» **GOAL OF THE EXERCISE**
Down to the last line, set the entries down again exactly.

=====

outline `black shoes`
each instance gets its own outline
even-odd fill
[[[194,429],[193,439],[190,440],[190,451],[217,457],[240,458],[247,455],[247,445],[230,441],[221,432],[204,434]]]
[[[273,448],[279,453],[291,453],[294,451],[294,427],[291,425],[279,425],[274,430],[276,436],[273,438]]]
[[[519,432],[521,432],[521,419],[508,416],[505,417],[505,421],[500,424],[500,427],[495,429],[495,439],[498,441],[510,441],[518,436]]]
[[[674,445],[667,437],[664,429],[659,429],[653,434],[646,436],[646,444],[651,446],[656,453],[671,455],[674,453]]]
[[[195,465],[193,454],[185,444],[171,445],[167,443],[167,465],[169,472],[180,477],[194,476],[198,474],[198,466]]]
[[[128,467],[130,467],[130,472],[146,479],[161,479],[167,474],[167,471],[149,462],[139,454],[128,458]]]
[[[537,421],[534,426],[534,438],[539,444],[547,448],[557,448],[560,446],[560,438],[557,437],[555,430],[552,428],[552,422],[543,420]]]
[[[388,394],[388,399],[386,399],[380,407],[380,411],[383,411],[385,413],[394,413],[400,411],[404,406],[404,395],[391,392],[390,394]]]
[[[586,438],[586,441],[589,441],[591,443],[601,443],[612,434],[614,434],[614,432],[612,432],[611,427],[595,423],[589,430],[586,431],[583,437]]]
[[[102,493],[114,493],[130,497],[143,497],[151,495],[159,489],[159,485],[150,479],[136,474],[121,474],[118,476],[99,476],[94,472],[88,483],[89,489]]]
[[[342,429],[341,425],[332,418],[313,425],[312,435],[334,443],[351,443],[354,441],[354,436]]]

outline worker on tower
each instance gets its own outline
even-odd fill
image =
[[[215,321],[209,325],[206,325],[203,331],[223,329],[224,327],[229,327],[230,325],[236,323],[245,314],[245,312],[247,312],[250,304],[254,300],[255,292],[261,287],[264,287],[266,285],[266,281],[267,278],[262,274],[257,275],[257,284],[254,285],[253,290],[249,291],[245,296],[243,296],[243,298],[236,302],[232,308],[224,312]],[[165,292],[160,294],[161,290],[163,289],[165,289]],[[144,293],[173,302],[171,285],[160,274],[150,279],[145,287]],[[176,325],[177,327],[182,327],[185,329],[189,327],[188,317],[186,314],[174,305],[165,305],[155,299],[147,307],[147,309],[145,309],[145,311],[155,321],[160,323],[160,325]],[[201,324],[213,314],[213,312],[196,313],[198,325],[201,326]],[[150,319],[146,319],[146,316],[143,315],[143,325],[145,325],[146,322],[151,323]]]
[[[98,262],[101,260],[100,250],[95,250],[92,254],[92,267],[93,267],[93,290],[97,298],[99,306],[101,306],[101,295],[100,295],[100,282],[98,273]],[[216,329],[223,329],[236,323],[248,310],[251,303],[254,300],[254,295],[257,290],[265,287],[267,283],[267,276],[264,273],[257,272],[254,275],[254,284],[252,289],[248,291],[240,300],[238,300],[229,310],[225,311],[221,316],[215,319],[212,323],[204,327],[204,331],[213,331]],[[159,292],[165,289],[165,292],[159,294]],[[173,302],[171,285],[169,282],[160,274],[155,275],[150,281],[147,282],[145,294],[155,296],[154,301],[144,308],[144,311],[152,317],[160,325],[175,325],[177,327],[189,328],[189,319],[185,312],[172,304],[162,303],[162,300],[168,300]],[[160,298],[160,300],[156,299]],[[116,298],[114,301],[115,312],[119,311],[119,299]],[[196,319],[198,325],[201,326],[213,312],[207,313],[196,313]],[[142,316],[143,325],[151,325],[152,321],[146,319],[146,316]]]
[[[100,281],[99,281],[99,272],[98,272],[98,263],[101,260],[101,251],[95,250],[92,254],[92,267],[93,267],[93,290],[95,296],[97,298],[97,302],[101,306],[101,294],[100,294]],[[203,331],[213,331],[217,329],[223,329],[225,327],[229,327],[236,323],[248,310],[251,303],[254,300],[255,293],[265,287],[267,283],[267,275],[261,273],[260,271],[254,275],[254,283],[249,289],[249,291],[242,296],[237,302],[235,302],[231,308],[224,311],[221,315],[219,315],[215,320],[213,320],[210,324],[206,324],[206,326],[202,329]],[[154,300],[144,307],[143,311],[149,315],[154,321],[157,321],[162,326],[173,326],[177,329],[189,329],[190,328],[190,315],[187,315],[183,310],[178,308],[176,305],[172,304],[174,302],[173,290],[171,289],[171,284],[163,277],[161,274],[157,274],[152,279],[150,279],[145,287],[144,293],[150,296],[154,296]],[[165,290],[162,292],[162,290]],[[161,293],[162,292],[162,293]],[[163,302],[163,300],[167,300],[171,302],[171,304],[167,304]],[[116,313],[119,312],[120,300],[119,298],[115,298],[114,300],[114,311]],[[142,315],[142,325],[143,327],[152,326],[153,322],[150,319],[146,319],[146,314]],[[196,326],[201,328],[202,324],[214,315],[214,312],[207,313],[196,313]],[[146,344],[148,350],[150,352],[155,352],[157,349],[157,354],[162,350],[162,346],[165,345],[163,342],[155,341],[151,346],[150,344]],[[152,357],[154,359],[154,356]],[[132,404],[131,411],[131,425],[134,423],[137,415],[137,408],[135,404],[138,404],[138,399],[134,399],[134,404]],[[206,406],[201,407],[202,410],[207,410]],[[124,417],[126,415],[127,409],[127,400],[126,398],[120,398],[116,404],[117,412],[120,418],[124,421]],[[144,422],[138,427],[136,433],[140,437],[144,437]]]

=====

» **COMPLETED TASK**
outline `black shoes`
each instance gets its own outline
even-odd fill
[[[194,429],[193,439],[190,440],[190,451],[217,457],[240,458],[247,455],[247,445],[230,441],[221,432],[204,434]]]
[[[273,448],[279,453],[291,453],[294,451],[294,427],[291,425],[279,425],[274,430],[276,436],[273,438]]]
[[[519,432],[521,432],[521,419],[508,416],[505,417],[505,421],[500,424],[500,427],[495,429],[495,439],[498,441],[510,441],[518,436]]]
[[[674,445],[667,437],[664,429],[659,429],[653,434],[646,436],[646,444],[651,446],[656,453],[671,455],[674,453]]]
[[[195,465],[193,454],[185,444],[171,445],[167,443],[167,465],[169,472],[180,477],[194,476],[198,474],[198,466]]]
[[[128,467],[130,467],[130,472],[146,479],[161,479],[167,474],[167,471],[149,462],[139,454],[128,458]]]
[[[537,421],[534,426],[534,438],[539,444],[547,448],[557,448],[560,446],[560,438],[557,437],[555,430],[552,428],[552,422],[543,420]]]
[[[388,394],[388,399],[386,399],[380,407],[380,411],[383,411],[385,413],[394,413],[400,411],[404,406],[404,395],[391,392],[390,394]]]
[[[586,438],[586,441],[589,441],[591,443],[601,443],[612,434],[614,434],[614,432],[612,432],[611,427],[595,423],[589,430],[586,431],[583,437]]]
[[[102,493],[114,493],[130,497],[143,497],[151,495],[159,489],[159,485],[150,479],[136,474],[121,474],[118,476],[99,476],[94,472],[88,483],[89,489]]]
[[[342,429],[341,425],[332,418],[313,425],[312,435],[334,443],[351,443],[354,441],[354,436]]]

outline worker on tower
each instance gets its own outline
even-odd fill
image =
[[[215,321],[209,325],[206,325],[203,331],[223,329],[224,327],[229,327],[230,325],[236,323],[245,314],[245,312],[247,312],[250,304],[254,300],[255,292],[261,287],[264,287],[266,285],[266,281],[267,278],[262,274],[257,275],[257,284],[254,285],[253,290],[249,291],[245,296],[243,296],[243,298],[236,302],[232,308],[224,312]],[[165,292],[160,294],[161,290],[163,289],[165,289]],[[144,293],[173,302],[171,285],[160,274],[150,279],[145,287]],[[176,325],[177,327],[182,327],[185,329],[189,327],[188,317],[186,314],[174,305],[165,305],[155,299],[147,307],[147,309],[145,309],[145,311],[155,321],[160,323],[160,325]],[[201,324],[213,314],[213,312],[196,313],[198,325],[201,326]],[[150,319],[146,319],[146,316],[143,315],[143,325],[145,325],[146,322],[151,323]]]
[[[98,262],[101,260],[100,250],[95,250],[92,254],[92,267],[93,267],[93,290],[97,298],[99,306],[101,306],[101,295],[100,295],[100,282],[98,273]],[[216,329],[223,329],[236,323],[248,310],[251,303],[254,300],[254,295],[257,290],[265,287],[267,283],[267,276],[264,273],[257,272],[254,275],[254,284],[252,289],[248,291],[240,300],[238,300],[229,310],[225,311],[221,316],[215,319],[212,323],[204,327],[204,331],[213,331]],[[159,292],[165,289],[165,292],[159,294]],[[173,302],[171,285],[169,282],[160,274],[155,275],[150,281],[147,282],[145,294],[155,296],[154,301],[144,308],[144,311],[152,317],[160,325],[175,325],[177,327],[189,328],[189,319],[185,312],[172,304],[162,303],[162,300],[168,300]],[[160,298],[160,300],[156,299]],[[116,298],[114,301],[115,312],[119,311],[119,299]],[[196,319],[198,325],[201,326],[213,312],[207,313],[196,313]],[[142,316],[143,325],[151,325],[152,321],[146,319],[146,316]]]
[[[100,281],[99,281],[99,272],[98,272],[98,263],[101,260],[101,251],[95,250],[92,254],[92,267],[93,267],[93,290],[95,296],[97,298],[97,302],[101,306],[101,294],[100,294]],[[203,331],[213,331],[217,329],[223,329],[225,327],[229,327],[236,323],[248,310],[251,303],[254,300],[255,293],[265,287],[267,283],[267,275],[261,273],[260,271],[254,275],[254,283],[249,289],[249,291],[242,296],[237,302],[235,302],[231,308],[224,311],[221,315],[219,315],[215,320],[213,320],[210,324],[206,324],[206,326],[202,329]],[[154,300],[144,307],[143,311],[149,315],[154,321],[157,321],[162,326],[173,326],[177,329],[189,329],[190,328],[190,315],[187,315],[183,310],[178,308],[176,305],[172,304],[174,302],[173,290],[171,289],[171,284],[163,277],[161,274],[157,274],[152,279],[150,279],[145,287],[144,293],[150,296],[154,296]],[[165,290],[162,292],[162,290]],[[161,293],[162,292],[162,293]],[[163,302],[163,300],[167,300],[171,302],[171,304],[167,304]],[[116,313],[119,312],[120,300],[119,298],[115,298],[114,300],[114,311]],[[142,315],[142,325],[143,327],[152,326],[153,322],[150,319],[146,319],[146,314]],[[196,326],[201,328],[202,324],[214,315],[214,312],[207,313],[196,313]],[[146,344],[148,350],[150,352],[155,352],[157,349],[157,354],[162,350],[162,346],[165,345],[163,342],[155,341],[151,346],[150,344]],[[152,357],[154,359],[154,356]],[[132,404],[131,411],[131,425],[134,423],[137,415],[137,408],[135,404],[138,404],[138,399],[134,399],[134,404]],[[206,406],[201,407],[202,410],[207,410]],[[124,417],[126,415],[127,409],[127,400],[126,398],[120,398],[116,404],[117,412],[120,418],[124,421]],[[144,422],[138,427],[136,433],[140,437],[144,437]]]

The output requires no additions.